### STATED TASK
Write out every line of the rows below as a JSON list of strings, one string per line, leaving out any blank lines.

### SUPPLIED RECORDS
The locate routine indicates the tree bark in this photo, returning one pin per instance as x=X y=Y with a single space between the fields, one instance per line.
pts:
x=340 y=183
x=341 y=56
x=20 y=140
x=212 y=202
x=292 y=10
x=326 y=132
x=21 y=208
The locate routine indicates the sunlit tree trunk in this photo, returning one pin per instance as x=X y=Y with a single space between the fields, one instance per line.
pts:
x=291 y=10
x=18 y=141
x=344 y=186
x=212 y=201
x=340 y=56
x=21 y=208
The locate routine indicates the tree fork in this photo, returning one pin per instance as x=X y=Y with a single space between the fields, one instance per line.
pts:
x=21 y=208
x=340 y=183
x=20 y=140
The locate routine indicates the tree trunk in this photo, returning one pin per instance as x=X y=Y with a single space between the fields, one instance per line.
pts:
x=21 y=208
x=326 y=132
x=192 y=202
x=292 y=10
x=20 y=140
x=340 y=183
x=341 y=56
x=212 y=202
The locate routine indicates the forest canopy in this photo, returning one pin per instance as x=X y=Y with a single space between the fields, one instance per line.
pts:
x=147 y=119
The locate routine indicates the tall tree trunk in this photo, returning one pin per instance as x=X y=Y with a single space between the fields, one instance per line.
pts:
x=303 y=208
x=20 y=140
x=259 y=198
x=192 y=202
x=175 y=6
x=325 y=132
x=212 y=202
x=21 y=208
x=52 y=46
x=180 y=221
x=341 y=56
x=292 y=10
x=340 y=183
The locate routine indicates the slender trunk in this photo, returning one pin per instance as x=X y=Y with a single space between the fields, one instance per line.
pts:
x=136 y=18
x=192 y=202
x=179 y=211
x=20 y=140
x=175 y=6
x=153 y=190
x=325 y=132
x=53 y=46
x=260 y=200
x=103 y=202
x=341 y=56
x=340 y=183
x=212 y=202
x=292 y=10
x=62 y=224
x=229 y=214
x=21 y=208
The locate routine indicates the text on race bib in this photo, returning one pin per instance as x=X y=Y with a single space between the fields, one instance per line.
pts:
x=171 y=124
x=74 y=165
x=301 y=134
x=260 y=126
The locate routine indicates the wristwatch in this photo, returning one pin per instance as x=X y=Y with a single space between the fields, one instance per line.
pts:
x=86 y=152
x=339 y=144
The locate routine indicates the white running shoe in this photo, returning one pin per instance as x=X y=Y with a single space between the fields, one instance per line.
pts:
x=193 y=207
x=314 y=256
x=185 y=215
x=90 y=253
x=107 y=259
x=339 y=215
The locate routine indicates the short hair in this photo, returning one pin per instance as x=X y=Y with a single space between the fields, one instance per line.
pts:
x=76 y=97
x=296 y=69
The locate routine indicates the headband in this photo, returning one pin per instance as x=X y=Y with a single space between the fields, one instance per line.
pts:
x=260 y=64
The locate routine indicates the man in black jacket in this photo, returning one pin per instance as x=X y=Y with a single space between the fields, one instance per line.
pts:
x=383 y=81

### RESULT
[
  "The locate routine indicates the tree bark in this photo, returning one pin per instance as x=X y=Y with a single space between the fields, one instance per line.",
  "pts:",
  "x=340 y=183",
  "x=341 y=56",
  "x=20 y=140",
  "x=212 y=202",
  "x=292 y=10",
  "x=326 y=132",
  "x=21 y=208",
  "The locate routine indicates the sunlit tree trunk in this photo, returning one pin per instance as x=X y=Y with a single space between the fields, one instance per line.",
  "pts:",
  "x=291 y=10",
  "x=18 y=141",
  "x=344 y=186",
  "x=212 y=201",
  "x=340 y=56",
  "x=21 y=208",
  "The locate routine indicates the tree fork in this photo, returning one pin per instance as x=X y=Y with a single space between the fields, one instance per line.",
  "pts:",
  "x=21 y=208",
  "x=340 y=183",
  "x=20 y=140",
  "The locate routine indicates the tree trunk in this photo, returning one pin per instance as x=X y=Y with a single space between the fields, one instance per line.",
  "pts:",
  "x=21 y=208",
  "x=326 y=132",
  "x=192 y=202",
  "x=292 y=10",
  "x=20 y=140",
  "x=340 y=183",
  "x=341 y=56",
  "x=212 y=202",
  "The locate routine indicates the forest canopy in this photo, returning one pin per instance as x=X y=Y with a single space between the fields, one instance per line.",
  "pts:",
  "x=147 y=119",
  "The locate routine indicates the tall tree trunk in this photo, returning one pin per instance as x=X y=Y with a single space between the fields, one instance per line.",
  "pts:",
  "x=303 y=208",
  "x=20 y=140",
  "x=259 y=198",
  "x=192 y=202",
  "x=175 y=6",
  "x=325 y=132",
  "x=212 y=202",
  "x=21 y=208",
  "x=52 y=46",
  "x=180 y=221",
  "x=341 y=56",
  "x=292 y=10",
  "x=340 y=183",
  "The locate routine indicates the slender trunk in this photo, returning one pin per instance as x=X y=Y with a single space between the fields, one instance per line.",
  "pts:",
  "x=136 y=18",
  "x=192 y=202",
  "x=179 y=211",
  "x=20 y=140",
  "x=175 y=6",
  "x=153 y=190",
  "x=325 y=132",
  "x=53 y=46",
  "x=260 y=200",
  "x=103 y=202",
  "x=341 y=56",
  "x=340 y=183",
  "x=212 y=202",
  "x=292 y=10",
  "x=62 y=224",
  "x=229 y=214",
  "x=21 y=208",
  "The locate routine indicates the text on race bib in this photo, returning one pin per instance as x=X y=Y with a single space between the fields, one instance per line.",
  "pts:",
  "x=171 y=124",
  "x=74 y=165",
  "x=301 y=134",
  "x=260 y=126",
  "The locate routine indicates the wristwatch in this photo, returning one pin per instance as x=X y=Y with a single space between the fields, one instance per line.",
  "pts:",
  "x=86 y=152",
  "x=339 y=144",
  "The locate routine indicates the white running shoe in this photo, returning one pin per instance as x=X y=Y with a single space between the fields, one instance per line.",
  "pts:",
  "x=193 y=207",
  "x=314 y=256",
  "x=185 y=215",
  "x=90 y=253",
  "x=107 y=259",
  "x=339 y=215",
  "The locate routine indicates the short hair in this photo, returning one pin per instance as x=X y=Y with a single space between the fields, one instance per line.",
  "pts:",
  "x=76 y=97",
  "x=296 y=69",
  "The locate routine indicates the headband in this photo, returning one pin per instance as x=X y=Y with a single space between the fields, one instance per line.",
  "pts:",
  "x=260 y=64",
  "The locate routine indicates the man in black jacket in this photo, returning one pin per instance as x=X y=Y with a single space between the fields, one instance per line.",
  "pts:",
  "x=383 y=81"
]